> _REQUIRED TASK 1_
Decide whether each statement agrees with the Dansby passage. Answer yes or no for each, quoting the words of the passage that settle it.
(a) Dansby's parents separated when he was fourteen.
(b) In Claim XV, Dansby raises three sub-claims about the penalty phase.
(c) Most of the proffered evidence concerns Dansby's own life.
** Begin GIVEN PASSAGE **
Even if the representations by Taylor and Barker must be imputed to Thornton, moreover, Dansby has not presented a substantial claim that the outcome would have been different. As discussed above, there was no prejudice from the alleged failures to present a self-defense theory or to cross-examine McDuffie more extensively. If the prior representation of Brenda by Thornton’s husband deterred Thornton from casting her in a negative light, Dans-by points to nothing about Brenda’s life that might have been exploited by the defense to overcome the substantial evidence of Dansby’s guilt.
For these reasons, we conclude that Dansby has not shown that Claim IV presents a substantial claim of ineffective assistance of trial counsel that would justify an equitable exception to procedural default, even assuming that Dansby’s postconviction counsel was ineffective. The district court properly dismissed Claim TV.
Claim XV. In Claim XV, Dansby raises five sub-claims that trial counsel was ineffective during the penalty phase of his
*838 trial. We conclude that none of those sub-claims is substantial enough to warrant an equitable exception to procedural default. Another sub-claim was presented in state postconviction proceedings and is therefore not proeedurally defaulted. The cer-tifícate of appealability is revoked as to that issue.First, Dansby claims that trial counsel was ineffective for not investigating his early life. He explains that most of his siblings were born of his mother’s extramarital affairs. He alleges that both of his parents grew up in difficult homes, and that their marriage—before they separated when Dansby was fourteen years old— was characterized by arguments and physical altercations in front of Dansby and his siblings. Most of the proffered evidence relates not to Dansby’s life, but to the lives of his parents. It is not the kind of “powerful” undeveloped evidence that might establish a reasonable probability of a different sentence. See Wiggins v. Smith, 539 U.S. 510, 534-36, 123 S.Ct. 2527, 156 L.Ed.2d 471 (2003). There is not a substantial claim of prejudice.
** End GIVEN PASSAGE **
> _REQUIRED TASK 2_
Select every line of the entries below that contains the word "furniture". Case counts.
** Begin SOURCE RECORDS **
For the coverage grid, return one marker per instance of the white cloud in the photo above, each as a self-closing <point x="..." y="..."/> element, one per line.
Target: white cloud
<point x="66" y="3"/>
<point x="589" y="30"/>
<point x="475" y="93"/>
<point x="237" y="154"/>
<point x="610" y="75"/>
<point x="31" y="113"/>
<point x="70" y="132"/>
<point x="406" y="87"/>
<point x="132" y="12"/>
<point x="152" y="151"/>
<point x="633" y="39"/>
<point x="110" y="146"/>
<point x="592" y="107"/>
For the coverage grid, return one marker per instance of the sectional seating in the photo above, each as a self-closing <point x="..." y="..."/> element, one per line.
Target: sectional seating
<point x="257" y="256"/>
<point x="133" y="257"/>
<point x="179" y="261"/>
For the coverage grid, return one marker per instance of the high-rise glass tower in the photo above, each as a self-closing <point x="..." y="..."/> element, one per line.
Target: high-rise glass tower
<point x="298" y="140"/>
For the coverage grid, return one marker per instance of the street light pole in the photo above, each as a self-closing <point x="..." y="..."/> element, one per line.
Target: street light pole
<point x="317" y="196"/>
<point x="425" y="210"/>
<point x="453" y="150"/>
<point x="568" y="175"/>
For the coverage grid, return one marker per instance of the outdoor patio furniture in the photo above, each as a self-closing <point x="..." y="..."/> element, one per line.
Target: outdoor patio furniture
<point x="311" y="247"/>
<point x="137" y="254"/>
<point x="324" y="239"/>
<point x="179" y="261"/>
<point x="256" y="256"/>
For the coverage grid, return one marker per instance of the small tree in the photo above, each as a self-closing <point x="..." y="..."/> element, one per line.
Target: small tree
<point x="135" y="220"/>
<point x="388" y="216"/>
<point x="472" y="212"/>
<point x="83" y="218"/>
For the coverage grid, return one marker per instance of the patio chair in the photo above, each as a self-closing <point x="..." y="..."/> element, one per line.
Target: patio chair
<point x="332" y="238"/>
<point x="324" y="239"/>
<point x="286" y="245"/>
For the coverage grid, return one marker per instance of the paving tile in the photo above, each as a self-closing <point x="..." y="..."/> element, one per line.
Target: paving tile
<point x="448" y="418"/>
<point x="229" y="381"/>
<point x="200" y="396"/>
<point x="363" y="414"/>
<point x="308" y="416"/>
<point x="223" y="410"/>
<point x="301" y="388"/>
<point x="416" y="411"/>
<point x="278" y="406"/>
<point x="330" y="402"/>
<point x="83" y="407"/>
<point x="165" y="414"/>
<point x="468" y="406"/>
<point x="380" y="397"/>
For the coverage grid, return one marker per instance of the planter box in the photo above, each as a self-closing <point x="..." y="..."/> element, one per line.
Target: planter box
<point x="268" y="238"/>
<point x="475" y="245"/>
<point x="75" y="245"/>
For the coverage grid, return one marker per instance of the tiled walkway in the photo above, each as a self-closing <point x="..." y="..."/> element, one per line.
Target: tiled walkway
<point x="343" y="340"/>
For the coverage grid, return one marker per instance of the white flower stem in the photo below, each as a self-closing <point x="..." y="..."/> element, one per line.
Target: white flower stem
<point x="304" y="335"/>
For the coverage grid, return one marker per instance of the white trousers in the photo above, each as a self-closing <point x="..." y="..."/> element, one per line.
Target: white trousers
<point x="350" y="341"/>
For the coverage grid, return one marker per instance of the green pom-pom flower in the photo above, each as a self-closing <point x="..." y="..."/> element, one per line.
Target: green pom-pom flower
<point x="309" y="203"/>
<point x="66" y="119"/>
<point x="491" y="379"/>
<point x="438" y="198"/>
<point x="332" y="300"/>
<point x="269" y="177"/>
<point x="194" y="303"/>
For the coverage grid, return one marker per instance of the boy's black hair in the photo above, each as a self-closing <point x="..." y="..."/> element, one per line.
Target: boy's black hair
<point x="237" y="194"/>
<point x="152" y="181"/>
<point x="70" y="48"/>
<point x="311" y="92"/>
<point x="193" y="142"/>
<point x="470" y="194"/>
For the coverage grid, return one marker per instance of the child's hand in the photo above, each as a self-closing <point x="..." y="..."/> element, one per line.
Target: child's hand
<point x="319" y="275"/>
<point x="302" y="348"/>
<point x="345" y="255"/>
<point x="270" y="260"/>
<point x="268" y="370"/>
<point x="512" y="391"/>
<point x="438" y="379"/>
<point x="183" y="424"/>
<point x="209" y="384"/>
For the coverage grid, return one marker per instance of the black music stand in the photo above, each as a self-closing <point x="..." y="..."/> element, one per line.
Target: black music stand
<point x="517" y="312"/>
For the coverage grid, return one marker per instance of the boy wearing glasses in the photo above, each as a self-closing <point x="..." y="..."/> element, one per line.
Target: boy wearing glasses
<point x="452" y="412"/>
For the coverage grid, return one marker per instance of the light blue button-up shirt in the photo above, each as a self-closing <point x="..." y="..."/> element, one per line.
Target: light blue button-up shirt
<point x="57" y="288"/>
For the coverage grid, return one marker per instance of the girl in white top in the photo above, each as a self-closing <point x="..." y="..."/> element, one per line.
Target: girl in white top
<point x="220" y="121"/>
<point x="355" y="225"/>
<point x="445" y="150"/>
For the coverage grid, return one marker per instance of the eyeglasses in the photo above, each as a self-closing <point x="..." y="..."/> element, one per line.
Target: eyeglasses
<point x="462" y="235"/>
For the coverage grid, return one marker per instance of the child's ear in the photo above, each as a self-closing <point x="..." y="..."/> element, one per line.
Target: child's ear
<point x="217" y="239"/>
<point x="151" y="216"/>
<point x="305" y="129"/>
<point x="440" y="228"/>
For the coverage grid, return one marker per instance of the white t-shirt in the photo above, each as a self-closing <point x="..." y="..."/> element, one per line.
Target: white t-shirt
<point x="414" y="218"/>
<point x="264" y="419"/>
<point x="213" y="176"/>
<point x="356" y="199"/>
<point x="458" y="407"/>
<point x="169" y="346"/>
** End SOURCE RECORDS **
> _CORRECT RESULT 1_
(a) Yes: "before they separated when Dansby was fourteen years old"
(b) No: "Dansby raises five sub-claims that trial counsel was ineffective during the penalty phase"
(c) No: "Most of the proffered evidence relates not to Dansby’s life, but to the lives of his parents."

> _CORRECT RESULT 2_
For the coverage grid, return one marker per instance of the outdoor patio furniture in the photo above, each as a self-closing <point x="..." y="..."/> element, one per line.
Target: outdoor patio furniture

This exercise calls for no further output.